C'est en haut qu'est la paix. C'est aussi la première image de Taveyanne que j'ai eue quand, un après-midi hivernal, j'ai découvert ce lieu majestueux, à part du temps, recouvert d'un manteau de neige immaculée, dans un écrin d'harmonie et de paix. Et c'est une réalité que plus nous nous élevons en montagne, plus nous quittons les lieux habités, plus la nature prend vraiment toute sa place et plus elle nous invite, par qui elle est, par sa majesté, par sa puissance, par sa symphonie de couleurs et de formes, à l'harmonie, à la quiétude, à la paix.
Et plus elle nous parle de Dieu aussi, de la merveille et de la perfection de Sa Création. Et plus elle nous invite alors à la louange et à la reconnaissance. A ce moment-là, les mots du psalmiste, comme ceux de saint François peuvent devenir nôtres, pleinement.
L'aspiration à la paix, qui ne la connaît pas, qui ne la désire pas ?
Mais de quelle paix s'agit-il ? La paix comme absence de guerre, à laquelle tant de nations déchirées aspirent aujourd'hui comme hier ?

J'ai entendu dire l'autre jour que pendant la dernière guerre, Taveyanne représentait, pour les gens de Gryon, la sécurité et le refuge. Ils se disaient : Si les Allemands viennent jusqu'ici, nous viendrons nous réfugier à Taveyanne. Taveyanne, coin reculé, à l'abri du monde et de ses conflits.
Mais en ce temps de paix dans notre pays, est-ce plutôt la paix comme tranquillité, à laquelle nous aspirons, celle qui nous fait dire quelquefois : fiche-moi la paix, laisse-moi tranquille ! Ou est-ce la paix comme absence de bruit, celle qui nous fait nous exclamer parfois : Ah, quel silence ici, quelle paix ! Ou est-ce la paix comme sérénité, absence de remords ou de culpabilité, celle qui nous fait dire : J'ai la conscience en paix. Ou encore la paix comme fin de la souffrance, cette paix qui semble parfois tellement inaccessible qu'elle est reportée après la mort, celle qui nous fait inscrire sur les faire-part mortuaires : "Repose en paix, tes souffrances sont finies."

Et il y a sûrement encore d'autres formes de paix différentes que je vous laisse énumérer, mais elles ont toutes quelque chose en commun : elles sont toutes conditionnelles, elles dépendent soit d'un environnement particulier, comme par exemple du décor que nous avons sous les yeux aujourd'hui. Sans compter que ce décor, il faut encore pouvoir y avoir accès, et ce n'est pas les auditeurs de la radio suisse romande qui me contrediront ce matin.
Soit elle dépend d'un temps particulier: ce n'est pas à vous que je vais expliquer que la montagne peut être aussi parfois très menaçante, comme quand J'orage menace. La paix peut aussi dépendre des circonstances. Comment goûter la paix à laquelle nous invite l'harmonie de la Nature quand on est rongé par le chagrin ou la souffrance ?
Elle peut dépendre encore d'autrui quand nous sommes en conflit et que l'autre refuse toute discussion.

### Lignes de données

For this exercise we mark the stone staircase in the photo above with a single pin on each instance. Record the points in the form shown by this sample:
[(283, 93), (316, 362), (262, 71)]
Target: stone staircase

### Travail à faire
1. Indiquez, s'il vous plaît, si chacune des affirmations suivantes concorde avec le texte sur Taveyanne, en répondant par oui ou non et en citant les mots décisifs du texte. (a) Pendant la dernière guerre, les gens de Gryon voyaient Taveyanne comme un lieu de sécurité et de refuge. (b) Les différentes formes de paix évoquées sont toutes inconditionnelles. (c) La découverte de Taveyanne a eu lieu un matin d'été.
2. Prolongez le texte sur Taveyanne à partir de sa dernière phrase.

### Réponses par consigne
1.
(a) Oui : « Taveyanne représentait, pour les gens de Gryon, la sécurité et le refuge ».
(b) Non : « elles sont toutes conditionnelles ».
(c) Non : « un après-midi hivernal, j'ai découvert ce lieu majestueux ».

2.
La paix que nous pouvons goûter parfois est toujours relative et conditionnelle. Et voilà que le Christ, juste avant sa Passion, juste avant d'être trahi et arrêté, demande à ses disciples de ne pas s'inquiéter mais d'avoir confiance, il leur promet l'Esprit de vérité, avec eux, toujours, quand il ne sera plus là et il leur dit : "C'est la paix que je vous laisse, c'est ma Paix que je vous donne." Et il ajoute : "Je ne vous la donne pas à la manière du monde… ne soyez pas inquiets, ne soyez pas effrayés."

Qu'est-ce que cette paix que le Christ nous offre et en quoi est-elle différente de celle que le monde nous offre ? C'est une paix inconditionnelle et accessible à tous ceux qui placent en lui leur confiance. Inconditionnelle parce qu'elle ne dépend ni d'un lieu ou d'un temps ou de circonstances particulières, ni d'autrui, ni de ce que nous pourrions faire ou dire pour la mériter. Non, elle ne dépend que de l'absolue et souveraine liberté de Dieu à nous offrir son amour sans conditions.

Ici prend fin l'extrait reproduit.